_Work to complete_.
Please rewrite every line of the entries below as a single numbered list, leaving out blank lines and any pictures.

============

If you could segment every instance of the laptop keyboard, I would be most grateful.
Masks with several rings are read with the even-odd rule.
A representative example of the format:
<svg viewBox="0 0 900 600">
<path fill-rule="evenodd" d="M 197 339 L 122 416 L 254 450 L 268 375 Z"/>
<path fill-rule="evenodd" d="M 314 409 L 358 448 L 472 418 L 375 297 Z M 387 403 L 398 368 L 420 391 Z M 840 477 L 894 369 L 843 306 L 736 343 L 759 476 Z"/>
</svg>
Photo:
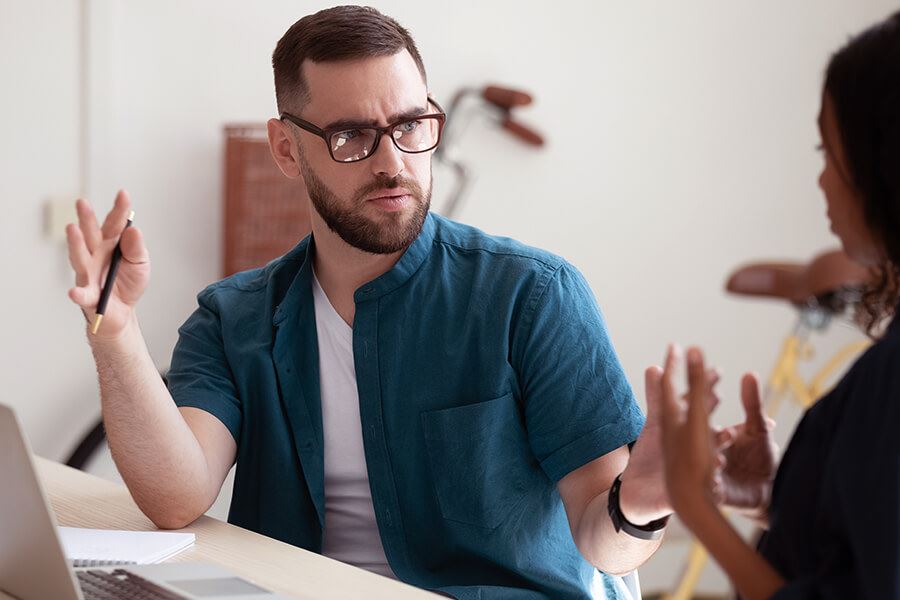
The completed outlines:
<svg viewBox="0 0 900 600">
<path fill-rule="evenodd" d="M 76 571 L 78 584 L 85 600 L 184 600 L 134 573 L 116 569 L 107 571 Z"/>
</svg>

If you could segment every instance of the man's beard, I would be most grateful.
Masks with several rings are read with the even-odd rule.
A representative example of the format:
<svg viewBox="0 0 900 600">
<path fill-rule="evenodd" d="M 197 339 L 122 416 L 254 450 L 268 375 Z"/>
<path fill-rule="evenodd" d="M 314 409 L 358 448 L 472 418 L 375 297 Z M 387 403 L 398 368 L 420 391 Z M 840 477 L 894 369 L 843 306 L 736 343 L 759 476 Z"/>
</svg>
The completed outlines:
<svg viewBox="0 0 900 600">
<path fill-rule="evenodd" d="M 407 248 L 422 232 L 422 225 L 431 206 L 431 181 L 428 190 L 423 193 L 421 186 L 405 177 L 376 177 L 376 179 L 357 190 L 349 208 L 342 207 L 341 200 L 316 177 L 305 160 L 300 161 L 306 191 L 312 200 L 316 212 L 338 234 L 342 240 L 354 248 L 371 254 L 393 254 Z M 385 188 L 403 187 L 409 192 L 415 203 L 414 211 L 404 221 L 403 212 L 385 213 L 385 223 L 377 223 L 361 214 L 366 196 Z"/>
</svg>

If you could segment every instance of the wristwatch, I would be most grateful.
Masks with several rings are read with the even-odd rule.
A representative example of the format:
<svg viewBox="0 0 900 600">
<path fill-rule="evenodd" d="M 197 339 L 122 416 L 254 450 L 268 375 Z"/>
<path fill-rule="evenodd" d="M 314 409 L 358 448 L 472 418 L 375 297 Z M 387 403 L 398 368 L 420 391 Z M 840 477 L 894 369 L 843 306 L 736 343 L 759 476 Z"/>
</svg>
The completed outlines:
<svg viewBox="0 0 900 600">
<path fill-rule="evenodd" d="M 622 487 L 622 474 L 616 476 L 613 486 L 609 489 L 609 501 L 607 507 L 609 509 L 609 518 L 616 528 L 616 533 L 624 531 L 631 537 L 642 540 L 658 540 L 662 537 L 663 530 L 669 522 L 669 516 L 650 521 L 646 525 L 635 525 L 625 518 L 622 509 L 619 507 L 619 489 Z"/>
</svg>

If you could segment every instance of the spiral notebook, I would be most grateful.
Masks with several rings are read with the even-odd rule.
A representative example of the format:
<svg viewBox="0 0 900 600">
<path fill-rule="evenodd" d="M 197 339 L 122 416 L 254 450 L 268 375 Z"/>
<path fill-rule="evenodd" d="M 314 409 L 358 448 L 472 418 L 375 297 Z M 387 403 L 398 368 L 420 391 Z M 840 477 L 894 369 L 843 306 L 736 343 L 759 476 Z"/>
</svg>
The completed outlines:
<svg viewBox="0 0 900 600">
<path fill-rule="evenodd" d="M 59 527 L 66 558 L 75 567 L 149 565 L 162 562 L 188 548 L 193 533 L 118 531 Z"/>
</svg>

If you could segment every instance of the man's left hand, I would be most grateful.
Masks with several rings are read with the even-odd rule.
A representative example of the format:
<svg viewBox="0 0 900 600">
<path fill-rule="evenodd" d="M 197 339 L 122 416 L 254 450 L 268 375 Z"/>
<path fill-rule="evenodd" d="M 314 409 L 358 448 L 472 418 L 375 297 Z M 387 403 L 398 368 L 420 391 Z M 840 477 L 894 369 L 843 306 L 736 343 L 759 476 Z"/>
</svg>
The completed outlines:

============

_Output for this task_.
1. If you could segment every instance of the laptop keyboard, I would be most grateful.
2. Masks with several rings are read with the even-odd rule.
3. A representative example of the format:
4. <svg viewBox="0 0 900 600">
5. <path fill-rule="evenodd" d="M 197 339 L 122 416 L 254 450 L 268 375 Z"/>
6. <path fill-rule="evenodd" d="M 314 409 L 358 448 L 472 418 L 375 297 Z M 387 403 L 398 368 L 420 391 Z M 840 477 L 894 369 L 843 306 L 736 343 L 759 476 Z"/>
7. </svg>
8. Photo:
9. The completed outlines:
10. <svg viewBox="0 0 900 600">
11. <path fill-rule="evenodd" d="M 76 571 L 78 584 L 85 600 L 184 600 L 134 573 L 116 569 L 107 571 Z"/>
12. </svg>
13. If you could segment every instance of the man's beard, I would be most grateful.
14. Masks with several rings are read with the even-odd rule.
15. A representative example of the format:
16. <svg viewBox="0 0 900 600">
17. <path fill-rule="evenodd" d="M 197 339 L 122 416 L 254 450 L 268 375 Z"/>
18. <path fill-rule="evenodd" d="M 314 409 L 358 448 L 472 418 L 375 297 Z M 387 403 L 398 368 L 420 391 Z M 840 477 L 894 369 L 843 306 L 736 343 L 759 476 Z"/>
19. </svg>
20. The completed outlines:
21. <svg viewBox="0 0 900 600">
22. <path fill-rule="evenodd" d="M 407 248 L 422 232 L 422 225 L 431 206 L 431 181 L 428 190 L 423 193 L 421 186 L 405 177 L 376 177 L 376 179 L 357 190 L 349 208 L 342 207 L 341 200 L 316 177 L 305 160 L 300 161 L 306 191 L 312 200 L 316 212 L 338 234 L 342 240 L 354 248 L 371 254 L 393 254 Z M 385 188 L 403 187 L 409 192 L 415 203 L 414 211 L 404 221 L 403 212 L 385 213 L 385 223 L 377 223 L 361 214 L 366 196 Z"/>
23. </svg>
24. If you could segment every instance of the wristwatch, I would be most grateful.
25. Masks with several rings are read with the even-odd rule.
26. A representative example of the format:
27. <svg viewBox="0 0 900 600">
28. <path fill-rule="evenodd" d="M 197 339 L 122 416 L 254 450 L 268 375 Z"/>
29. <path fill-rule="evenodd" d="M 314 409 L 358 448 L 472 418 L 375 297 Z M 387 403 L 398 368 L 420 391 Z M 840 477 L 894 369 L 843 306 L 736 343 L 759 476 Z"/>
30. </svg>
31. The completed outlines:
32. <svg viewBox="0 0 900 600">
33. <path fill-rule="evenodd" d="M 622 487 L 622 474 L 616 476 L 613 486 L 609 489 L 609 501 L 607 507 L 609 509 L 609 518 L 616 528 L 616 533 L 624 531 L 631 537 L 642 540 L 658 540 L 662 537 L 663 530 L 669 522 L 669 516 L 650 521 L 646 525 L 635 525 L 625 518 L 622 509 L 619 507 L 619 489 Z"/>
34. </svg>
35. If you could segment every instance of the spiral notebook, I would be most grateful.
36. Masks with several rings are read with the even-odd rule.
37. A representative example of the format:
38. <svg viewBox="0 0 900 600">
39. <path fill-rule="evenodd" d="M 197 339 L 122 416 L 254 450 L 268 375 Z"/>
40. <path fill-rule="evenodd" d="M 314 409 L 358 448 L 472 418 L 375 297 Z M 387 403 L 398 368 L 420 391 Z M 840 477 L 894 369 L 843 306 L 736 343 L 759 476 Z"/>
41. </svg>
42. The completed outlines:
43. <svg viewBox="0 0 900 600">
44. <path fill-rule="evenodd" d="M 59 527 L 66 558 L 75 567 L 149 565 L 162 562 L 188 548 L 193 533 L 118 531 Z"/>
45. </svg>
46. If you could segment every instance of the man's left hand, I would be most grateful.
47. Masks with several rings are read with the even-odd rule.
48. A representative example of the format:
49. <svg viewBox="0 0 900 600">
50. <path fill-rule="evenodd" d="M 197 339 L 122 416 L 254 450 L 268 375 Z"/>
51. <path fill-rule="evenodd" d="M 314 409 L 358 448 L 472 418 L 375 297 Z M 387 403 L 398 368 L 420 391 Z M 840 477 L 894 369 L 843 306 L 736 343 L 759 476 Z"/>
52. </svg>
53. The completed outlines:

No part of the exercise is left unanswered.